[Task brief]
When you reach the line with "x=160 y=390" in the data below, begin printing lines exactly, and stop once the line with "x=118 y=396" has been printed.
The data section start
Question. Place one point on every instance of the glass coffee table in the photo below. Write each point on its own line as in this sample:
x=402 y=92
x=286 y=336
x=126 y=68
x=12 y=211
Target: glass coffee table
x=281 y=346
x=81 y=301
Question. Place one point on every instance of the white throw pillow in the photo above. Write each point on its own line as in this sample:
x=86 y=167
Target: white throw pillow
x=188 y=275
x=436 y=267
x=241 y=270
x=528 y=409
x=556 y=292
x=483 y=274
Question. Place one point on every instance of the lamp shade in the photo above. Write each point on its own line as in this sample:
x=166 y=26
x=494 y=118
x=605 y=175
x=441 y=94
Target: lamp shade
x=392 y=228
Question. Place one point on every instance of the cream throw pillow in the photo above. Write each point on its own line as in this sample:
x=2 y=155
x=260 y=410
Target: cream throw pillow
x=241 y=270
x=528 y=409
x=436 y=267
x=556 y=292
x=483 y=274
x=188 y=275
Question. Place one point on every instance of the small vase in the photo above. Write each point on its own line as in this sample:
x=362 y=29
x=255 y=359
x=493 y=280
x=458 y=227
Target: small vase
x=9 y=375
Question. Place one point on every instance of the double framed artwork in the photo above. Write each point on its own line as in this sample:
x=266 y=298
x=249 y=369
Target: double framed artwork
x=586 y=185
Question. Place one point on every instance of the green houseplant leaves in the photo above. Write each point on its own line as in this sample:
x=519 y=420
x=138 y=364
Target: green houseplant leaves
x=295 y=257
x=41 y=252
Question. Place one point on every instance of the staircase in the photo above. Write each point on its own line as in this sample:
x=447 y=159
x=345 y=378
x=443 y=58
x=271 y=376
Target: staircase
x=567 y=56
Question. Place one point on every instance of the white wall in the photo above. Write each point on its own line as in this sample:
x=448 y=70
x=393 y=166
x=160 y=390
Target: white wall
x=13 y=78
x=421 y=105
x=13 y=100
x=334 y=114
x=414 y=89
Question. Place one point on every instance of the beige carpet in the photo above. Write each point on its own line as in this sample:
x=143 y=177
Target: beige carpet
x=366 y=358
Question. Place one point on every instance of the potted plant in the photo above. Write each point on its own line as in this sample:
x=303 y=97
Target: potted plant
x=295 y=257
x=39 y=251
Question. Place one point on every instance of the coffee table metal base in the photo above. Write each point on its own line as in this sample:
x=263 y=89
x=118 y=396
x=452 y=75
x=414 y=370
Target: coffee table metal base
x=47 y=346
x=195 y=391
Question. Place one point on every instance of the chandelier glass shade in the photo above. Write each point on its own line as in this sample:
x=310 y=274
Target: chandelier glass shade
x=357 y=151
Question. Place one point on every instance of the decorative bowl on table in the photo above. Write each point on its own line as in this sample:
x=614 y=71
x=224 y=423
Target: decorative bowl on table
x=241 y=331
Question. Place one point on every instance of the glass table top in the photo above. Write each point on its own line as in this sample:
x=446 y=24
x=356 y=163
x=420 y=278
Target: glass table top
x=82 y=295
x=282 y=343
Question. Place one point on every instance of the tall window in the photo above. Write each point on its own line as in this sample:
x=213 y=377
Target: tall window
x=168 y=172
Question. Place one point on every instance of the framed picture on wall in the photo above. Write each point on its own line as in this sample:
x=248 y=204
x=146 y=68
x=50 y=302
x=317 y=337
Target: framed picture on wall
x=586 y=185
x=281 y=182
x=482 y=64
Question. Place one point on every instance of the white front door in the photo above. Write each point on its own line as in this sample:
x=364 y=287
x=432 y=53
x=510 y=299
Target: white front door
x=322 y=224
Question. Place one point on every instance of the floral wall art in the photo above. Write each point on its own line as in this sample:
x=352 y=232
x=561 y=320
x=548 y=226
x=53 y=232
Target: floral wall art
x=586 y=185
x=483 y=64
The data section end
[Solution]
x=160 y=390
Target: white wall
x=13 y=78
x=421 y=105
x=13 y=100
x=334 y=114
x=414 y=89
Question. Place one point on every instance of the beige carpet in the photo above. Write each point on its own line as in this sample:
x=143 y=177
Target: beige carpet
x=366 y=358
Question. Place one point on every instance of the potted plant in the photo above. Write each point on its own line as in this sample:
x=303 y=97
Target: potted plant
x=295 y=257
x=39 y=251
Question. Place one point on every instance of the coffee table metal base in the photo above. Write each point on its own line as in this sample:
x=263 y=89
x=118 y=396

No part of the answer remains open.